[Exercise set]:
A - In two sentences, summarize the Elasticsearch cluster thread.
B - In the Elasticsearch cluster thread, what line added to elasticsearch.yml seemed to fix the memory leak symptoms on some test nodes?

[Reading passage]:

8. Remove Banco from the cluster
Turn off Elasticsearch on Banco
Get back former Elasticsearch disk space
Just a reminder that those machines will not be dedicated to elasticsearch: they are also intended to be used to setup a kafka cluster for the journal / mirroring system.
The only adaptations I see from your plan are:
make a LVM physical volume on top of the RAID0 so we can manage partitions on the fly
don't allocate all the space on the RAID0 for the elasticsearch cluster (start with 25% or so?)
don't allocate all the RAM for elasticsearch (again, probably start with 25% of the nodes' ram for the JVM heap)
This ticket is about an Elasticsearch cluster, any other service is out of scope here.
Besides, the 1U machines we just received were budgeted for Elasticsearch.
Since nothing is known about resource requirements of an eventual Kafka service, the hardware was only tailored according to Elasticsearch needs.
Given the excessive prices of Dell SSD options, the new servers are also using old-school HDDs, which severely impacts I/O performance under load.
Elasticsearch requires as much memory as possible in order to compensate for the slow disks and not degrade operations too much.
Why should another service be allowed to run on the same machines ?
I suggest opening a separate ticket for Kafka and budget the required hardware.
Some of the test nodes exhibited memory leak symptoms. It seems they were related to the use of mmap() to access files.
Adding "index.store.type: niofs" in elasticsearch.yml seemed to fix this particular problem.
Two new cluster nodes have been added to the swh-logging-prod cluster: esnode1 and esnode2.internal.softwareheritage.org.
Due to the Kafka requirement, only three disks in RAID0 are used per new node.
The cluster now has three brand new nodes; all existing data has been copied and the original Banco node removed.
Issue technically fixed but left open in order to track related Elasticsearch requests.

[The data]:

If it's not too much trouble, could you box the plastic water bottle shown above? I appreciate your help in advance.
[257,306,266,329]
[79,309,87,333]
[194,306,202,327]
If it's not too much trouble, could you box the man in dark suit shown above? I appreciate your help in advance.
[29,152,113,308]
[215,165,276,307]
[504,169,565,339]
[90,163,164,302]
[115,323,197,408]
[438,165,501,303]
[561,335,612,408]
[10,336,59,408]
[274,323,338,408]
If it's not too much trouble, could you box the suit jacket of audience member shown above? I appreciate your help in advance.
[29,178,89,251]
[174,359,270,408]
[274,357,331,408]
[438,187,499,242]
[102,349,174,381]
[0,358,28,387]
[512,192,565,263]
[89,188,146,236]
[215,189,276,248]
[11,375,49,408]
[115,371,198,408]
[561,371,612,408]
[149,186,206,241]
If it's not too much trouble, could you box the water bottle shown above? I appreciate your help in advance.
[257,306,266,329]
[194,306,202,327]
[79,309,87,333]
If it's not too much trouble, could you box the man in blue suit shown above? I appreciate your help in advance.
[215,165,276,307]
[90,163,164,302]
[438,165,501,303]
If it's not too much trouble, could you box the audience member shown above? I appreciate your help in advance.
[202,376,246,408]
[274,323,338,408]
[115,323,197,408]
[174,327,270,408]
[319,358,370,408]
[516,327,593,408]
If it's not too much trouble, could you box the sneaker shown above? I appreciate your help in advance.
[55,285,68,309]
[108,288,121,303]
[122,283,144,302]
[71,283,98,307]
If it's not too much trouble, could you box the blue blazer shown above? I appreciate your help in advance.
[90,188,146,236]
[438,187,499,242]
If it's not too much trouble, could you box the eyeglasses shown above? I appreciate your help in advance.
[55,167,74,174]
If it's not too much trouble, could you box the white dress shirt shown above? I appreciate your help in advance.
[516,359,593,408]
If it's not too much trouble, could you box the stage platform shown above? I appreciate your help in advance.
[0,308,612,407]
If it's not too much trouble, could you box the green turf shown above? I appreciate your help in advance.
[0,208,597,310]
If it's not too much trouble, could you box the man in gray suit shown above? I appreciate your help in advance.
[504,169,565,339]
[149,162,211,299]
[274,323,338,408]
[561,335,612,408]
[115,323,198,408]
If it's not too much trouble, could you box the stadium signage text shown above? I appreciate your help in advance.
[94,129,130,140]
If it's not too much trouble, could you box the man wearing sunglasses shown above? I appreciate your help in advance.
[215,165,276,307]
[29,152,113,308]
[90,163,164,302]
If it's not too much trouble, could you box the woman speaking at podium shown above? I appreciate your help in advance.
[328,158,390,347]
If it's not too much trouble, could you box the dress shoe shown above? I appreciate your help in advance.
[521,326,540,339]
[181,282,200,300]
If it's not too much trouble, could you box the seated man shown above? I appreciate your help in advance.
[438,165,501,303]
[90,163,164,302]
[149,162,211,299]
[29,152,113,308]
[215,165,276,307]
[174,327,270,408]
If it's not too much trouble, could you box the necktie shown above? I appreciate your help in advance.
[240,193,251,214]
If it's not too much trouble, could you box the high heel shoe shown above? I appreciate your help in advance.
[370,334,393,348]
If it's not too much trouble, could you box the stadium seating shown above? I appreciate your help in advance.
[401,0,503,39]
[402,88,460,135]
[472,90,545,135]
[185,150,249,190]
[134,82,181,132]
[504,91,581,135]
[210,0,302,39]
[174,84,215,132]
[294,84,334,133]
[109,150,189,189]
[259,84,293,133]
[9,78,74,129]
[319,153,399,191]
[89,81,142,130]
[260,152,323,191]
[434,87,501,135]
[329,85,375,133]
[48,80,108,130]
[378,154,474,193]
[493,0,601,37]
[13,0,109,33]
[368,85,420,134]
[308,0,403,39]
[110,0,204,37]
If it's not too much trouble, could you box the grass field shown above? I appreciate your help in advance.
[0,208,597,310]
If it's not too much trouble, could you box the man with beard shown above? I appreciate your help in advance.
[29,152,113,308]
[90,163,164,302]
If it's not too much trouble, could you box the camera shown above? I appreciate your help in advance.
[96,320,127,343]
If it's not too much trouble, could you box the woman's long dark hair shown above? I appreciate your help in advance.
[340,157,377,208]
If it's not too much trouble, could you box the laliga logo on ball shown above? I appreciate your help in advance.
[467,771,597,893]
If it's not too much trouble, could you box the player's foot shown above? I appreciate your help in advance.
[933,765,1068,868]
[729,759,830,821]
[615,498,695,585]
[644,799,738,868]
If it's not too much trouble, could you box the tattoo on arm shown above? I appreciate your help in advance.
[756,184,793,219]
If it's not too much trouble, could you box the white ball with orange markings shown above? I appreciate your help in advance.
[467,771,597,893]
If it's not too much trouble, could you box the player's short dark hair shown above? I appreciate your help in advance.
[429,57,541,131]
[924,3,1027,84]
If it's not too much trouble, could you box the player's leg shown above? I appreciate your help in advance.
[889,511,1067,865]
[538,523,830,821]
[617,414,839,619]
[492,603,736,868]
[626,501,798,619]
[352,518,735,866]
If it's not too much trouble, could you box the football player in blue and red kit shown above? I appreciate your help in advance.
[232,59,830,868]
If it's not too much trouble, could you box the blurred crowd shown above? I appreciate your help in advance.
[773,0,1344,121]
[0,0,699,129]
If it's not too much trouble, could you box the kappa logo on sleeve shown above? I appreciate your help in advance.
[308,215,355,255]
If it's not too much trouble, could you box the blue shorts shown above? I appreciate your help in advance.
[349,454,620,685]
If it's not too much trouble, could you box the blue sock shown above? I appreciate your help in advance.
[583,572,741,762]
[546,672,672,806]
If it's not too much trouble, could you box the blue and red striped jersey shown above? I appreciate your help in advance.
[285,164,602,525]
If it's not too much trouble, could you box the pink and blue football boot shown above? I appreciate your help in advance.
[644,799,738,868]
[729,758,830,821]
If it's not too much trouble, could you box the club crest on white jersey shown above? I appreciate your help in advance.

[Exercise results]:
A - The thread debates whether the new Elasticsearch machines should also host a Kafka cluster: one side asks to hold back disk space and RAM, and the other argues that the hardware was budgeted and sized for Elasticsearch alone. Three new nodes have since joined the cluster, each using only three RAID0 disks because of the Kafka requirement, and all existing data was copied before the original Banco node was removed.

B - "index.store.type: niofs"